Instruction: All lines from the one with "In the photo below, where can the vase" to the end need to be copied exactly, with nothing before them.

── Records

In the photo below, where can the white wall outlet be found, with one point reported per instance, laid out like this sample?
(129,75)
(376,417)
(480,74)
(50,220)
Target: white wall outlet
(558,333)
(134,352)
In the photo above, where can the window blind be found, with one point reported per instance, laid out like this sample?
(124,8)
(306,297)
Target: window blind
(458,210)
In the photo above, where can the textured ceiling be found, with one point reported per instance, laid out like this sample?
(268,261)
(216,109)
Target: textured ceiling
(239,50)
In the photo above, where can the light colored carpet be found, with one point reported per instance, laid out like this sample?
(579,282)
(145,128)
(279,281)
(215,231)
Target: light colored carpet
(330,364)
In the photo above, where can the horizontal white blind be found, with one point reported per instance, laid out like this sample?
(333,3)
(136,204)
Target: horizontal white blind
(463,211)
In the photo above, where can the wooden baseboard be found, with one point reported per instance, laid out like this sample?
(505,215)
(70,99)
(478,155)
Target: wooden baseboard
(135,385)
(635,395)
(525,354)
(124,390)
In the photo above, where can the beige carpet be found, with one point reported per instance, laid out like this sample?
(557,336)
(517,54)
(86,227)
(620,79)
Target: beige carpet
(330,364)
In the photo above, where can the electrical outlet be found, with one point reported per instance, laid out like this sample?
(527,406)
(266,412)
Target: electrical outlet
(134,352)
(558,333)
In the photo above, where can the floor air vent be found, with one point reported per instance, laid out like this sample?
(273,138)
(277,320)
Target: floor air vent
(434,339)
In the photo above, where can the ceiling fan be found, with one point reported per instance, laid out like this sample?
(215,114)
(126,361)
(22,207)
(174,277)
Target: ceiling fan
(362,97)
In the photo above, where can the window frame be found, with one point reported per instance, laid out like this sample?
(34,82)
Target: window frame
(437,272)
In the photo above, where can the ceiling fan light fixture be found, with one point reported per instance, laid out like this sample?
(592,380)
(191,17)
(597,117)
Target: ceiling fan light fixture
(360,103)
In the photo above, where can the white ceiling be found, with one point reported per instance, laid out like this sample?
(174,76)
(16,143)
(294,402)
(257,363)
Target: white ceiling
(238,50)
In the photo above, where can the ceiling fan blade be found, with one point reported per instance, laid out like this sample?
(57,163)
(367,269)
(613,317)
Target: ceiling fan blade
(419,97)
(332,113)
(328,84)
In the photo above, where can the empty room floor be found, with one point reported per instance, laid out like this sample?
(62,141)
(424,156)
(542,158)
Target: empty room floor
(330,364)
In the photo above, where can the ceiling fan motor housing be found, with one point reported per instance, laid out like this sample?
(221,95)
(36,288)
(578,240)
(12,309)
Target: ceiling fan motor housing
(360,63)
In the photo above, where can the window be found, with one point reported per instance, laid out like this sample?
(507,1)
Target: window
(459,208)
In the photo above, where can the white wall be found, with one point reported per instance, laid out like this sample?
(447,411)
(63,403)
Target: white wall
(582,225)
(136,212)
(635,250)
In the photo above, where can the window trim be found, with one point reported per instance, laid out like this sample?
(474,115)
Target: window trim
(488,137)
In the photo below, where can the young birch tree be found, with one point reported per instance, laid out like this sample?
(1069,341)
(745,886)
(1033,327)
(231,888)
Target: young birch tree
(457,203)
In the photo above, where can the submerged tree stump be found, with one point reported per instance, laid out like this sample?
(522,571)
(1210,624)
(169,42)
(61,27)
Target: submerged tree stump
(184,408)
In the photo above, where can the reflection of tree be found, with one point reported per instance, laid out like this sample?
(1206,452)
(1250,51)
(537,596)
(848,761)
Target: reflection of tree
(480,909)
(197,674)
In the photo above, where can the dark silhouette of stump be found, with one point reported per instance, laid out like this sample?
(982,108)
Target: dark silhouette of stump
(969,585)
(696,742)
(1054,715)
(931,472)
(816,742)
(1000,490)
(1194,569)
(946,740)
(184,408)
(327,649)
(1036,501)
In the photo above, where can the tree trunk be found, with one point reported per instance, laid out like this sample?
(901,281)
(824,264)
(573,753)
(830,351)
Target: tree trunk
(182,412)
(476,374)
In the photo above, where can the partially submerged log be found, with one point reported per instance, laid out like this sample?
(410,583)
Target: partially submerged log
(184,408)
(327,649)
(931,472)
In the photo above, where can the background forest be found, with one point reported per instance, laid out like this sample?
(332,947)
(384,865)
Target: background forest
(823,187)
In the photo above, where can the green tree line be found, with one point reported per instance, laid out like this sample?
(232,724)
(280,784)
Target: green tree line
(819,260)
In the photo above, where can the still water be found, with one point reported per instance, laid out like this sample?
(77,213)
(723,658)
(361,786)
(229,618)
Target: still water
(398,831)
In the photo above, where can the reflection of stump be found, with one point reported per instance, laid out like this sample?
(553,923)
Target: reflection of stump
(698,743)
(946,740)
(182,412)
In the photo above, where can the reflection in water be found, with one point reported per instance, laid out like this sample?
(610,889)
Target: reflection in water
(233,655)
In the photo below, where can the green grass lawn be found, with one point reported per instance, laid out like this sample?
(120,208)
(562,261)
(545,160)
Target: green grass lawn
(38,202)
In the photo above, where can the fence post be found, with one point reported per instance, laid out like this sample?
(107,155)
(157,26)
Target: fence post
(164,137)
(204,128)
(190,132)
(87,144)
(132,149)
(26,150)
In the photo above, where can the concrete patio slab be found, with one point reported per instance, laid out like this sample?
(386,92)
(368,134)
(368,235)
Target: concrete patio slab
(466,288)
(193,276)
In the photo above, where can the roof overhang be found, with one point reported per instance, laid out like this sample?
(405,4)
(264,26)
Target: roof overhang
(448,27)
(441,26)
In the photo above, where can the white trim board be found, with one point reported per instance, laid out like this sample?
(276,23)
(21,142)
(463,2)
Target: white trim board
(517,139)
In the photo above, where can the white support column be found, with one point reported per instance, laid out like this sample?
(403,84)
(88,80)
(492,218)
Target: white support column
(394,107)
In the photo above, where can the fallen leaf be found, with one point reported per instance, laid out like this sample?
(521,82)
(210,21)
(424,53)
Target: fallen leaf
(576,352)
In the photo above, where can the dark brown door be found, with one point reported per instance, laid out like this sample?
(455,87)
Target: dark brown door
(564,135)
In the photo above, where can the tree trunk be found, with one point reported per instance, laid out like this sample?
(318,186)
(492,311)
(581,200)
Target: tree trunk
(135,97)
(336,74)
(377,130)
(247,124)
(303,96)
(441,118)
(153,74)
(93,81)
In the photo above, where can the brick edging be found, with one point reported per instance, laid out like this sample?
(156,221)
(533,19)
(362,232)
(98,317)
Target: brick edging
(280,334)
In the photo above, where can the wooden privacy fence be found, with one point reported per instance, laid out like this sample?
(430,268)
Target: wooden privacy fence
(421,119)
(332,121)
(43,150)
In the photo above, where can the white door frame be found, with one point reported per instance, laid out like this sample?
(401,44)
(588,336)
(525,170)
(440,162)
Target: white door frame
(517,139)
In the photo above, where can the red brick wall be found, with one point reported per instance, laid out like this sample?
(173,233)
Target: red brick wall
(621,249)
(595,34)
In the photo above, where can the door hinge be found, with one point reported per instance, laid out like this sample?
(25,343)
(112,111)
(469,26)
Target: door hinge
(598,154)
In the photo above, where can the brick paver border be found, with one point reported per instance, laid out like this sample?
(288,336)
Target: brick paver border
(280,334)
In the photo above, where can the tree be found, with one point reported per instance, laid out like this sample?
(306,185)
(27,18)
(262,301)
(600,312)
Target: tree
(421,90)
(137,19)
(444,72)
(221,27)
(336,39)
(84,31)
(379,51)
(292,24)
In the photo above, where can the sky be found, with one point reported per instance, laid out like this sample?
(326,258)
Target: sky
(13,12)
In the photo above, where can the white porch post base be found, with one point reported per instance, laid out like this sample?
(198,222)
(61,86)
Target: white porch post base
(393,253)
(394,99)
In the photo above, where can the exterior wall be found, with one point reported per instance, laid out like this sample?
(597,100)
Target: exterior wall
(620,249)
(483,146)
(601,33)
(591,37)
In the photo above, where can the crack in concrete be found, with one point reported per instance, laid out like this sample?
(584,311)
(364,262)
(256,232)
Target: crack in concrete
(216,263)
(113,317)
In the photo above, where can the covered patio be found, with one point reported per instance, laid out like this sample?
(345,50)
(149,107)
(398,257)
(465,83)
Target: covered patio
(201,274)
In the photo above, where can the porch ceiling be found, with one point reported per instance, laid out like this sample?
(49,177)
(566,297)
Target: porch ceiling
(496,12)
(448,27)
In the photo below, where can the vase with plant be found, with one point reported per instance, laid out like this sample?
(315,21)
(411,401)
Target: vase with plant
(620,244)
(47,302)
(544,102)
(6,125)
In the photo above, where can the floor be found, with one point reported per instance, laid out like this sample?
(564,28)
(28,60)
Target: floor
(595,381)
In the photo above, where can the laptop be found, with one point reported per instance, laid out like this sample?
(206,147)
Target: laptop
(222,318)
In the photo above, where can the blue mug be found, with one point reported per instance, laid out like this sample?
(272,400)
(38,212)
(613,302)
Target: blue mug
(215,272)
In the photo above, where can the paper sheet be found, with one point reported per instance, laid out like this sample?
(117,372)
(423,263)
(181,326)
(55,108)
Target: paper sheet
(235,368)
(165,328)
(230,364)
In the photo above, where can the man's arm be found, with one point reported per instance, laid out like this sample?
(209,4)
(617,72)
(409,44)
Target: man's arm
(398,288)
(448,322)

────

Task response:
In the photo below, where can the vase with plant be found, with one point reported per instance, laid out like this sample?
(315,21)
(411,401)
Target: vase with plant
(620,244)
(47,302)
(544,102)
(6,125)
In the photo above, where can the floor be found, with one point reported per instance, laid out like this sample?
(564,28)
(28,60)
Target: floor
(595,381)
In the photo above, where can the laptop be found, with one point reported per instance, laid out like this sample?
(206,147)
Target: laptop
(222,318)
In the photo above, where can the blue mug be found, with one point reported per instance, laid out like this sample?
(272,400)
(38,212)
(613,302)
Target: blue mug
(215,272)
In the photo above, where can the paper sheet be found, with one point reported per instance, laid out like this sample?
(117,372)
(423,263)
(181,326)
(55,108)
Target: paper sheet
(235,368)
(165,328)
(230,364)
In the photo above, where can the man's arm be found, with one point reported per instance, laid out like this sample?
(209,4)
(617,72)
(409,44)
Target: man's arm
(398,288)
(448,322)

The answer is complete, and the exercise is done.